* [REQUIRED WORK]:
**1.** In the passage on Swedish defense planning, how long would it currently take to mobilize 10,000 Swedish ground troops?
**2.** Write a continuation of the passage on Swedish defense planning, picking up after its final sentence.

* [TEXT]:
+++

Just days after a Georgian military offensive into the breakaway republic South Ossetia prompted Russia to send troops into Georgia, Tolgfors continued to assert that the new defence plan would be ready this autumn.

But the prolonged presence of Russian troops on Georgian territory has caused Tolgfors and others involved in the defence planning process to reassess the future of Sweden's military.

The defence minister now says that past reports submitted last December and June by the government's commission on defence will be given a new supplement to be prepared by the government and the Armed Forces.

While Sweden has 30,000 active duty troops, a decision taken earlier in the decade to scrap many of the resources needed for mobilization means that it would currently take one year to mobilize 10,000 Swedish ground troops, according to SvD.

The speed at which Russia was able to mobilize its troops for the Georgia campaign gave Tolgfors and others in Sweden's defence establishment pause.

+++

* [DATA LINES]:
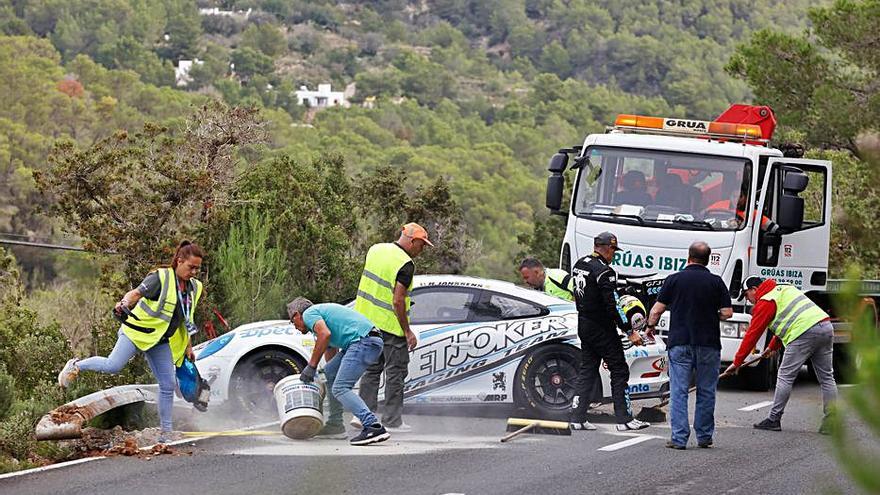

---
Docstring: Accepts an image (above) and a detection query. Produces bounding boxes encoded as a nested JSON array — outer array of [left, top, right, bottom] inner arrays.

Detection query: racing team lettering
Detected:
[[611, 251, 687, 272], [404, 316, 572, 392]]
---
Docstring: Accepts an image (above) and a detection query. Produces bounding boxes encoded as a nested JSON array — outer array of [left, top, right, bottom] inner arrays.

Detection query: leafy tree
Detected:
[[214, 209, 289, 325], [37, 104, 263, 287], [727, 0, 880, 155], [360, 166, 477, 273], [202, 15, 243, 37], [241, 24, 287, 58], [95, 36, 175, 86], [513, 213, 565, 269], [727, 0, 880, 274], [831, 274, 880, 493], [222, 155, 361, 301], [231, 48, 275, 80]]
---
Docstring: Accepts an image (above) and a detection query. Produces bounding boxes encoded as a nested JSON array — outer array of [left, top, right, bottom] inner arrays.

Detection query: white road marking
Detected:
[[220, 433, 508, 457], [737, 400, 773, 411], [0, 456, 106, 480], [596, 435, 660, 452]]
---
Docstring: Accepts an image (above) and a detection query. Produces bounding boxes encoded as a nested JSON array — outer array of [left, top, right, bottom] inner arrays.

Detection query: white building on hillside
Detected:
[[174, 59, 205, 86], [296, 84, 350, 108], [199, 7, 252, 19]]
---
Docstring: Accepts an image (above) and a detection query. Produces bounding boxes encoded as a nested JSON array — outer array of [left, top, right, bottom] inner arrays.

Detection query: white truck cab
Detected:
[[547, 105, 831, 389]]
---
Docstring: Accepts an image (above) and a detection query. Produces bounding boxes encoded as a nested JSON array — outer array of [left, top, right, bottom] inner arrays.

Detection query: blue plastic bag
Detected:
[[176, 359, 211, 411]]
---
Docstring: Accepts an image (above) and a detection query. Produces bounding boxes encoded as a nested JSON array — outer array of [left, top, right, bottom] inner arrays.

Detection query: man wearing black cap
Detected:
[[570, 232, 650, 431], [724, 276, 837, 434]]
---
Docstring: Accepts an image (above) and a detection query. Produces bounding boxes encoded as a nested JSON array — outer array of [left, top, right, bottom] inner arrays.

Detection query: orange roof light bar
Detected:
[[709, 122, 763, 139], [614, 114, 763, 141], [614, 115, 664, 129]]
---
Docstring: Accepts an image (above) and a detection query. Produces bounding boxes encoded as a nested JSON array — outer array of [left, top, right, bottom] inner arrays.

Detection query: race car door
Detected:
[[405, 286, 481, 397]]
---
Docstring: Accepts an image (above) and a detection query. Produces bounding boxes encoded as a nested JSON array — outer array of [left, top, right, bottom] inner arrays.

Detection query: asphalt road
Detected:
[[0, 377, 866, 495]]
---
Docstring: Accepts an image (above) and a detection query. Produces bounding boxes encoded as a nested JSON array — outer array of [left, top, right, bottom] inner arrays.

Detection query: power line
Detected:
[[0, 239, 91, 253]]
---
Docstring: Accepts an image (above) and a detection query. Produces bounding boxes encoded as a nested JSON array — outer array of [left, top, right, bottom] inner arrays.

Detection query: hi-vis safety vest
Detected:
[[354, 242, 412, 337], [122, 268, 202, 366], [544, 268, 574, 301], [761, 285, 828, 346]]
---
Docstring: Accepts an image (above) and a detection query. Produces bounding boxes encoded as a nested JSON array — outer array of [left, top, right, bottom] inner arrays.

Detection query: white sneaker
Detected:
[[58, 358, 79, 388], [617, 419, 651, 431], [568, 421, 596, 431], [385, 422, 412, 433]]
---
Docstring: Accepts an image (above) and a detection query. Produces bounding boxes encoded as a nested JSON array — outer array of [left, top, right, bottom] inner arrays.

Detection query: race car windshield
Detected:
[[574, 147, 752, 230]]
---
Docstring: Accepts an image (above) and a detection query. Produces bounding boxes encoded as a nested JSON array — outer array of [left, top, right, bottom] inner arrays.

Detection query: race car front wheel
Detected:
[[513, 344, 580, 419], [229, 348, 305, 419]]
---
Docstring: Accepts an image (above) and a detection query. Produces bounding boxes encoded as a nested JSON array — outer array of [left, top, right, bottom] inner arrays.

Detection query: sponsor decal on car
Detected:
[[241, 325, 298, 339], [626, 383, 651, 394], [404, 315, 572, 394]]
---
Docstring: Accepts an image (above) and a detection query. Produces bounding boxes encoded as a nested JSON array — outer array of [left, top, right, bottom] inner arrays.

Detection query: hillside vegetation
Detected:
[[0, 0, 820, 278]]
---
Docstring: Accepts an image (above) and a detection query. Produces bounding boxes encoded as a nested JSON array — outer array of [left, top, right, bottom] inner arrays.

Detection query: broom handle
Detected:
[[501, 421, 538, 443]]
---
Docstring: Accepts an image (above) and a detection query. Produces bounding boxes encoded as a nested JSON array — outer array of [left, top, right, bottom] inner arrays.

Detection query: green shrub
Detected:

+++

* [ANSWERS TO EACH TASK]:
**1.** One year.

**2.**
“We saw in Georgia that it wasn't huge forces, a few tens of thousands of men at its peak on the Russian side. However, it happened very fast – and Sweden's military hasn't been under political control in that way previously,” said Tolgfors to SvD.

“What we see in Georgia is that speed is a deciding factor. It wasn't a large force, but rather that Russia has committed to rapidly mobilized and accessible units.”

While the government has said previously that it wants to trim defence expenditures by nearly 2 billion kronor ($297 million) over the next three years, Tolgfors offered little information on how the new defence policy assessment would affect any eventual funding.

“I won't comment on how the funding will look. On the other hand, it is important to take a look at resource utilization,” he told the paper.